THE EXERCISE:
Turn the records below into a numbered list with one line per item, and leave out the blank lines.

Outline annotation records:
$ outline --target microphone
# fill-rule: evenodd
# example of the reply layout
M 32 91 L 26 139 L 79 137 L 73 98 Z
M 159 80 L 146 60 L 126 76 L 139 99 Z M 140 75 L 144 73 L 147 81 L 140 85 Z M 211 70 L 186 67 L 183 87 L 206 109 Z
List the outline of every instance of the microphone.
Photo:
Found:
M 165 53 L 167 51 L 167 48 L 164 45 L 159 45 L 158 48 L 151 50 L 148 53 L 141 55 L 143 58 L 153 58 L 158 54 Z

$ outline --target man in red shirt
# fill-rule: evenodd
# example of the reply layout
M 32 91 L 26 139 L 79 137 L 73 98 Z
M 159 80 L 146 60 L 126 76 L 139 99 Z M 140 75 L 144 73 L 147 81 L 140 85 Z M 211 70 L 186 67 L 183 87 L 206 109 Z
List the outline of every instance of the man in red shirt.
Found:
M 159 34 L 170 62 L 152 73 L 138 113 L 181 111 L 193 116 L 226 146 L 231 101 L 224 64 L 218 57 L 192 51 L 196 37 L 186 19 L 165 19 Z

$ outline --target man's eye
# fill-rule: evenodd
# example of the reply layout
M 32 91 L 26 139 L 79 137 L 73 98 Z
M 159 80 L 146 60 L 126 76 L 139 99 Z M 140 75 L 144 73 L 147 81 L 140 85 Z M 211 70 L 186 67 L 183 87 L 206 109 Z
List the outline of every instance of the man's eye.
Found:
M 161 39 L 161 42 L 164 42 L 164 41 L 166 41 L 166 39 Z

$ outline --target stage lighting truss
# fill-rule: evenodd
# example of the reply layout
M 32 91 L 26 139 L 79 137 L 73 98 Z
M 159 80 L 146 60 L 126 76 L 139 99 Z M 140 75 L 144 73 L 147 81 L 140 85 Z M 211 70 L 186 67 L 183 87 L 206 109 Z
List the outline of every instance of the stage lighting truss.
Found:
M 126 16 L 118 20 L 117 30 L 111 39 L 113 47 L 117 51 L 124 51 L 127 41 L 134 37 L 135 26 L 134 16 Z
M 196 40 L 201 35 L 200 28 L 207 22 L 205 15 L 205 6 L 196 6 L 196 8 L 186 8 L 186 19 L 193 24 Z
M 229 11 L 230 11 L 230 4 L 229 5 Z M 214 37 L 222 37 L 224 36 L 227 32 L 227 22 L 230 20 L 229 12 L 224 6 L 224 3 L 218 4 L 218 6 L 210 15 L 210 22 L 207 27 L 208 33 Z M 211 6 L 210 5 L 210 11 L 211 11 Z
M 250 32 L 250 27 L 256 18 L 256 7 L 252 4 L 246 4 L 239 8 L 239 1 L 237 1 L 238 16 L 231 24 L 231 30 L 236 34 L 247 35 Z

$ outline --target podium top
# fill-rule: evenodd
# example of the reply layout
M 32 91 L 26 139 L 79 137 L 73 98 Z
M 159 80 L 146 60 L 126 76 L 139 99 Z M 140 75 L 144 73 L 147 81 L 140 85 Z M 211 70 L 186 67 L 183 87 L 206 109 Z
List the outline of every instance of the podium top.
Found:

SOLUTION:
1. $ outline --target microphone
2. # fill-rule: evenodd
3. # example of the reply layout
4. M 32 91 L 26 139 L 79 137 L 73 98 Z
5. M 159 80 L 146 60 L 126 76 L 139 99 Z M 140 75 L 144 73 L 147 81 L 140 85 Z M 211 70 L 186 67 L 183 87 L 206 109 Z
6. List the outline of every instance of the microphone.
7. Photo:
8. Found:
9. M 165 53 L 167 51 L 167 48 L 164 45 L 159 45 L 158 48 L 151 50 L 148 53 L 141 55 L 143 58 L 153 58 L 158 54 Z
10. $ outline --target man in red shirt
11. # fill-rule: evenodd
12. # example of the reply layout
13. M 32 91 L 26 139 L 79 137 L 73 98 Z
14. M 159 80 L 146 60 L 126 76 L 139 99 Z M 140 75 L 144 73 L 147 81 L 140 85 Z M 211 70 L 186 67 L 183 87 L 206 109 Z
15. List the outline of every instance of the man in red shirt.
16. Found:
17. M 159 34 L 170 62 L 152 73 L 138 113 L 181 111 L 193 116 L 226 146 L 231 101 L 224 64 L 218 57 L 192 51 L 196 37 L 186 19 L 165 19 Z
18. $ outline --target man's eye
19. # fill-rule: evenodd
20. # example of the reply layout
21. M 32 91 L 26 139 L 79 137 L 73 98 Z
22. M 159 80 L 146 60 L 126 76 L 139 99 Z M 140 75 L 144 73 L 147 81 L 140 85 Z M 211 70 L 186 67 L 183 87 L 206 109 Z
23. List the outline of every instance of the man's eye.
24. Found:
25. M 161 39 L 161 42 L 164 42 L 164 41 L 166 41 L 166 39 Z
26. $ outline --target stage lighting truss
27. # fill-rule: evenodd
28. # example of the reply layout
29. M 32 91 L 26 139 L 79 137 L 73 98 Z
30. M 159 80 L 146 60 L 126 76 L 139 99 Z M 140 75 L 144 73 L 147 81 L 140 85 Z M 211 70 L 186 67 L 183 87 L 206 109 Z
31. List the outline of every instance of the stage lighting truss.
32. Found:
33. M 126 16 L 118 20 L 117 30 L 111 39 L 113 47 L 117 51 L 124 51 L 127 41 L 134 37 L 135 26 L 134 16 Z
34. M 196 40 L 201 35 L 200 28 L 207 22 L 205 15 L 205 6 L 196 6 L 196 8 L 186 8 L 186 19 L 193 24 Z
35. M 229 11 L 230 11 L 230 4 L 229 5 Z M 214 37 L 222 37 L 224 36 L 227 32 L 227 22 L 230 20 L 229 12 L 224 6 L 224 3 L 218 4 L 218 6 L 210 15 L 210 22 L 207 27 L 208 33 Z M 211 6 L 210 5 L 210 11 L 211 11 Z
36. M 250 32 L 250 27 L 256 18 L 256 7 L 252 4 L 246 4 L 239 8 L 239 1 L 237 1 L 238 16 L 231 24 L 231 30 L 236 34 L 247 35 Z
37. $ outline --target podium top
38. # fill-rule: evenodd
39. # example of the reply layout
40. M 32 91 L 26 139 L 79 137 L 73 98 Z
41. M 159 80 L 146 60 L 126 76 L 139 99 Z M 140 75 L 144 73 L 147 81 L 140 85 Z M 211 70 L 186 67 L 183 87 L 206 109 Z
42. List the outline of every instance of the podium top.
43. Found:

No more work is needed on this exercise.